▸ **Exercise tasks**
a) From the MCBS session listing, quote the passage between "Time: Tuesday, 4/5/2022, 2:30" and "compliance, and Meta-data.", inclusive.
b) Check each statement against the MCBS session listing. Give yes or no for each, and quote the words that decide it. (i) According to the U.S. Department of Health and Human Services (2016), Medicare paid $18.1 billion for home health care. (ii) The MCBS is administered by the Centers for Medicare & Medicaid Services. (iii) The session with Ben Reist as author starts at 2:30 PM ET.
c) Continue the MCBS session listing from the point where it stops.

▸ **Selected text**
Redesigning The Collection Of Home Health Care Data In The Medicare Current Beneficiary Survey (MCBS)
Time: Tuesday, 4/5/2022, 12:45 PM to 2:15 PM ET
NORC Authors: Elise Comperchio, Emma Lederman, Mia Ibrahim, Megan Stead

Home health care for Medicare beneficiaries is of growing interest to Medicare policy. According to the U.S. Department of Health and Human Services (2016), Medicare paid $18.1 billion for home health care for beneficiaries with postacute or longterm skilled care needs. The Medicare Current Beneficiary Survey (MCBS), a nationally representative survey of the Medicare population conducted by the Centers for Medicare & Medicaid Services (CMS) and administered by NORC at the University of Chicago, is well-positioned to collect robust home health data. CMS and NORC redesigned the MCBS Home Health Questionnaire (HHQ) to provide accurate home health data, informed by health care research, policy, and the ability to link survey data to administrative claims. This presentation discusses how home health differs from other care, why the MCBS is positioned to collect these data, evaluating the existing vs. preferred data collection design, and key features of new HHQ. The redesigned HHQ collects data in a way that closely aligns with home health delivery, making it possible for MCBS data to better support analyses on impact of payment and delivery system reforms and home health care use.

Redesigning The Collection Of Home Health Care Data In The Medicare Current Beneficiary Survey (MCBS)
Time: Tuesday, 4/5/2022, 2:30 PM to 4:00 PM ET
NORC Authors: Ben Reist

This panel will discuss approaches and challenges related to data governance. Because surveys both collect data, and use existing datasets, data governance requirements can have broad impact on survey management and operations. This panel will provide the opportunity for the audience to gain an understanding of data governance requirements, challenges in meeting those requirements, and enablers to being compliant without negatively impacting survey goals. Some of the components of data governance are: Data architecture, Data quality, Data modeling and design, Data storage and operations, Data security, Data integration and interoperability, Data classification and GDPR compliance, and Meta-data.

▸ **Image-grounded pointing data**
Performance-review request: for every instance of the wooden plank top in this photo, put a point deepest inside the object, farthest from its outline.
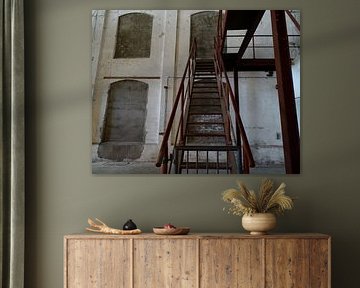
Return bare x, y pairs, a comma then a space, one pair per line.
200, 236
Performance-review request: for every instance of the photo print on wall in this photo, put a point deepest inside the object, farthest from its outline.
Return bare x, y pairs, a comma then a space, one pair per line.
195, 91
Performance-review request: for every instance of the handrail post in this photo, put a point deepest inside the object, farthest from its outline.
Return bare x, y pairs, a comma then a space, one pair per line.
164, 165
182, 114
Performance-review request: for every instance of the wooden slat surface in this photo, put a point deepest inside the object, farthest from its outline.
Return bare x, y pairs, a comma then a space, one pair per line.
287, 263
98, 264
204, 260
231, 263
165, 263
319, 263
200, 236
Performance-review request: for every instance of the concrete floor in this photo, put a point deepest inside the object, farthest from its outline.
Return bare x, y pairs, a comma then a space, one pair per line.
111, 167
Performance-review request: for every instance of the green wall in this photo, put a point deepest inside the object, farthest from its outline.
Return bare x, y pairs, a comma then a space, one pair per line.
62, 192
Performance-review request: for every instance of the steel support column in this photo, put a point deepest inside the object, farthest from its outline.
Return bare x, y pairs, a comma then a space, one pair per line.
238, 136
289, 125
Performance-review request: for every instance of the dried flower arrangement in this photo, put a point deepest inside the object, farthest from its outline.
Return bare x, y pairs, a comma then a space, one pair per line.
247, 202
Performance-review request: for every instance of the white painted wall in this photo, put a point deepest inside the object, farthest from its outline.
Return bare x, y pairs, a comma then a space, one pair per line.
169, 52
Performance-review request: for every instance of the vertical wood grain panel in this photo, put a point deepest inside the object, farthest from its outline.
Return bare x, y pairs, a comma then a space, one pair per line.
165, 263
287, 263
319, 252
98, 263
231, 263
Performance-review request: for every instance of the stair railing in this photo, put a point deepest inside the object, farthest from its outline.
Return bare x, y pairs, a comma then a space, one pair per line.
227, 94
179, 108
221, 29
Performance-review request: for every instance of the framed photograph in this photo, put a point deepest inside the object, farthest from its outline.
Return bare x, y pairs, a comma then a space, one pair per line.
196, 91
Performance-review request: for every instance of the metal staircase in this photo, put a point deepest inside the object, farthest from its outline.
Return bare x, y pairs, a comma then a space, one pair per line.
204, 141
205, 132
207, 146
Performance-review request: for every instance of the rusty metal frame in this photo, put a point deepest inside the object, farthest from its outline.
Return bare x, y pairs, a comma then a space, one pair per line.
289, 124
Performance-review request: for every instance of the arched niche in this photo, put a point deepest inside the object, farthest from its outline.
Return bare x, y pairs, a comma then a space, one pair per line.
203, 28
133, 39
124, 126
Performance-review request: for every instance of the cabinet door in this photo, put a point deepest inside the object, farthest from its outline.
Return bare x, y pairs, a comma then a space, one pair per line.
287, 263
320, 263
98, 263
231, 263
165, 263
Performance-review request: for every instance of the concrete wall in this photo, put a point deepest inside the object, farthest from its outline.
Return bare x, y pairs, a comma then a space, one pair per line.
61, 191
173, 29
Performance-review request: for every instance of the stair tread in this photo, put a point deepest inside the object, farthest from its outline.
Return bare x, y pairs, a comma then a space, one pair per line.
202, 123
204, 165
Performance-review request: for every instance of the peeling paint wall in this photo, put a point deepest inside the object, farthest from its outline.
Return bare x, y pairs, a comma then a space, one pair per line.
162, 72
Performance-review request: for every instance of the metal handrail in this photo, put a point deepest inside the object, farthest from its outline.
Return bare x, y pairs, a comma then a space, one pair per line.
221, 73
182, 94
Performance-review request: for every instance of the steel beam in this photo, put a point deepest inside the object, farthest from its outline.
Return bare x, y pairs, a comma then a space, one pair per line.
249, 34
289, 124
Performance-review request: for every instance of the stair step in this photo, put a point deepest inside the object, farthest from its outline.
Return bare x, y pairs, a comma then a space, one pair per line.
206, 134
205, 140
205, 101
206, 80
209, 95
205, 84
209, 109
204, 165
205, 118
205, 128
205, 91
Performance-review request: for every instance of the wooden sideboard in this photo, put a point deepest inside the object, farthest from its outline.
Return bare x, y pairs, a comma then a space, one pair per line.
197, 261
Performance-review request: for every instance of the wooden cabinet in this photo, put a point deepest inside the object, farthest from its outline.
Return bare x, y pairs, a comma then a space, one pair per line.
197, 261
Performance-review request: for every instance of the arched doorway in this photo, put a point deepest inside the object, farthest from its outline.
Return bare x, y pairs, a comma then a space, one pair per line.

▸ **Answers**
a)
Time: Tuesday, 4/5/2022, 2:30 PM to 4:00 PM ET
NORC Authors: Ben Reist

This panel will discuss approaches and challenges related to data governance. Because surveys both collect data, and use existing datasets, data governance requirements can have broad impact on survey management and operations. This panel will provide the opportunity for the audience to gain an understanding of data governance requirements, challenges in meeting those requirements, and enablers to being compliant without negatively impacting survey goals. Some of the components of data governance are: Data architecture, Data quality, Data modeling and design, Data storage and operations, Data security, Data integration and interoperability, Data classification and GDPR compliance, and Meta-data.

b)
(i) Yes: "According to the U.S. Department of Health and Human Services (2016), Medicare paid $18.1 billion for home health care for beneficiaries with postacute or longterm skilled care needs."
(ii) No: "conducted by the Centers for Medicare & Medicaid Services (CMS) and administered by NORC at the University of Chicago"
(iii) Yes: "Time: Tuesday, 4/5/2022, 2:30 PM to 4:00 PM ET"

c)
Experiences With Home-Based Interviewer Mediated And Respondent Self-Collected Physical Measure And Specimen Collection (MCBS)
Time: Tuesday, 4/6/2022, 1:15 PM to 2:45 PM ET
NORC Authors: Katie O'Doherty

Health surveys are adding biomeasures, specimen collection, and genomics to self-reported data to increase utility. Several studies have considered the motivators, barriers, and willingness of individuals to participate in surveys with biomeasures and specimen collection. Participants are more willing to have less intrusive biomeasures collected such as height, weight, waist circumference, and saliva than intrusive measures such as a blood draw collected in their home. Incorporating these measures into a study may expand the data available for research, broaden the base of researchers using the data, and encourage more complex analyses. This session will include presentations on four national studies that are utilizing novel approaches to collect biomeasures. We will discuss the differences between sampling strategies, staffing for in-home examinations versus self-collection with bio-kits, impact on respondent burden, organizational logistics, equipment selection tradeoffs, cooperation rates, loss to follow-up, and timing of biomeasure and specimen collection within the overall study protocol.